EXERCISE DETAILS -> Please restate the data word for word.

DATASET RECORDS ->
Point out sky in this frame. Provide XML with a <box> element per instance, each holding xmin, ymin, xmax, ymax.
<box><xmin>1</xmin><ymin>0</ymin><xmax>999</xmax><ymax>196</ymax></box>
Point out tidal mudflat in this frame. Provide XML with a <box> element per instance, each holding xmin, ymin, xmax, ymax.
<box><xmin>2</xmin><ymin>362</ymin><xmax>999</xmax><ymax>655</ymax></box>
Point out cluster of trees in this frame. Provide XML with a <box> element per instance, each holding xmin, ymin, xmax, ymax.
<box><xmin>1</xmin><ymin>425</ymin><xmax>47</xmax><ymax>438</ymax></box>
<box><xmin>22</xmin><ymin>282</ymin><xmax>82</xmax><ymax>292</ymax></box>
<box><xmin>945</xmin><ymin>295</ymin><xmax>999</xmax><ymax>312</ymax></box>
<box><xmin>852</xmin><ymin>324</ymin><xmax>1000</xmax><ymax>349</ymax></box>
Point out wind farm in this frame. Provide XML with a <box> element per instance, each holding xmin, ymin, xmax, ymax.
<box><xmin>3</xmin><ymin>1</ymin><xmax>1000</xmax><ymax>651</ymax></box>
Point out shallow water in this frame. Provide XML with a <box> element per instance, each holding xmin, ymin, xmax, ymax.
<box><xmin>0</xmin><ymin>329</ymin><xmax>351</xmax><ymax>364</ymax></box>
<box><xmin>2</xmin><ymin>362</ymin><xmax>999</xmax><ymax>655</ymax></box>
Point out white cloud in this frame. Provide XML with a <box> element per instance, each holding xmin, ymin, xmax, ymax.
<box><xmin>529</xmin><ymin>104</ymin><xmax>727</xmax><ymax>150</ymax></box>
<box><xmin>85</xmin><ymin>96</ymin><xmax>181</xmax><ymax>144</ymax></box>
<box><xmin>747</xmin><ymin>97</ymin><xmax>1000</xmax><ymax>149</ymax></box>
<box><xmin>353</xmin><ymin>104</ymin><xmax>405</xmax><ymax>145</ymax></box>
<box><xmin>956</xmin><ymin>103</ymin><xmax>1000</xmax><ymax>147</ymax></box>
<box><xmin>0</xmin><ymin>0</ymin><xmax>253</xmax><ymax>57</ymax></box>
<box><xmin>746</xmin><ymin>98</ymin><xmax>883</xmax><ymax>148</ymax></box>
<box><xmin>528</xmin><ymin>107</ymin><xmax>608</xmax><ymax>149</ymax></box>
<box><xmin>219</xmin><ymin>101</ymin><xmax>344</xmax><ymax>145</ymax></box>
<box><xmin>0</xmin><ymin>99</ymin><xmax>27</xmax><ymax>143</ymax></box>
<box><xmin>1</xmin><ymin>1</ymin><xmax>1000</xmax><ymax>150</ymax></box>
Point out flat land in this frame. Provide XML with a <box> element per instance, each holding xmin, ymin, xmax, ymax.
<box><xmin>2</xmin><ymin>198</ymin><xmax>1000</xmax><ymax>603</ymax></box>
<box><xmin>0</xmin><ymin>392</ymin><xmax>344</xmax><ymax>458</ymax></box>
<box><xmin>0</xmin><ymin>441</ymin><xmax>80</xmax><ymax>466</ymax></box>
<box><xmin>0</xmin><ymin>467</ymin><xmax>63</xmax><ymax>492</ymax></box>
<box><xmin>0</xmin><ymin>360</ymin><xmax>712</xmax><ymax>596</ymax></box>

ANSWER TO THIS PROBLEM ->
Point out sky in this frame. Provide XML with a <box> element per instance, each holding xmin, ymin, xmax, ymax.
<box><xmin>1</xmin><ymin>0</ymin><xmax>999</xmax><ymax>196</ymax></box>
Point out tidal mudflat in this frame. Provide XML with a <box> element per instance, each holding xmin, ymin, xmax, ymax.
<box><xmin>2</xmin><ymin>362</ymin><xmax>999</xmax><ymax>655</ymax></box>
Point out cluster of trees in this frame. Provide XML with a <box> element per instance, each holding xmin, ymin, xmax, ymax.
<box><xmin>1</xmin><ymin>425</ymin><xmax>47</xmax><ymax>438</ymax></box>
<box><xmin>22</xmin><ymin>282</ymin><xmax>82</xmax><ymax>292</ymax></box>
<box><xmin>945</xmin><ymin>295</ymin><xmax>999</xmax><ymax>312</ymax></box>
<box><xmin>852</xmin><ymin>324</ymin><xmax>1000</xmax><ymax>349</ymax></box>
Point out wind farm in this frame. Provide XML with a <box> element per instance, each holding xmin, ymin, xmax, ymax.
<box><xmin>3</xmin><ymin>1</ymin><xmax>1000</xmax><ymax>651</ymax></box>
Point out shallow water in this frame. Provide XML with a <box> element per instance, each holding xmin, ymin, xmax, ymax.
<box><xmin>0</xmin><ymin>329</ymin><xmax>351</xmax><ymax>364</ymax></box>
<box><xmin>2</xmin><ymin>362</ymin><xmax>999</xmax><ymax>655</ymax></box>
Point out white cloud in this frame. Provide XML with a <box> element per instance, each holding xmin, ymin, xmax, ymax.
<box><xmin>529</xmin><ymin>104</ymin><xmax>727</xmax><ymax>150</ymax></box>
<box><xmin>85</xmin><ymin>96</ymin><xmax>181</xmax><ymax>144</ymax></box>
<box><xmin>747</xmin><ymin>97</ymin><xmax>1000</xmax><ymax>149</ymax></box>
<box><xmin>353</xmin><ymin>104</ymin><xmax>405</xmax><ymax>145</ymax></box>
<box><xmin>956</xmin><ymin>103</ymin><xmax>1000</xmax><ymax>147</ymax></box>
<box><xmin>0</xmin><ymin>0</ymin><xmax>253</xmax><ymax>57</ymax></box>
<box><xmin>746</xmin><ymin>98</ymin><xmax>883</xmax><ymax>148</ymax></box>
<box><xmin>528</xmin><ymin>107</ymin><xmax>608</xmax><ymax>149</ymax></box>
<box><xmin>219</xmin><ymin>101</ymin><xmax>344</xmax><ymax>145</ymax></box>
<box><xmin>0</xmin><ymin>99</ymin><xmax>27</xmax><ymax>143</ymax></box>
<box><xmin>1</xmin><ymin>1</ymin><xmax>1000</xmax><ymax>150</ymax></box>
Point out flat land in this frame. Provide XML with a <box> element per instance, each holding xmin, ymin, xmax, ymax.
<box><xmin>2</xmin><ymin>198</ymin><xmax>1000</xmax><ymax>603</ymax></box>
<box><xmin>0</xmin><ymin>392</ymin><xmax>344</xmax><ymax>458</ymax></box>
<box><xmin>0</xmin><ymin>441</ymin><xmax>80</xmax><ymax>466</ymax></box>
<box><xmin>0</xmin><ymin>467</ymin><xmax>63</xmax><ymax>492</ymax></box>
<box><xmin>0</xmin><ymin>360</ymin><xmax>712</xmax><ymax>596</ymax></box>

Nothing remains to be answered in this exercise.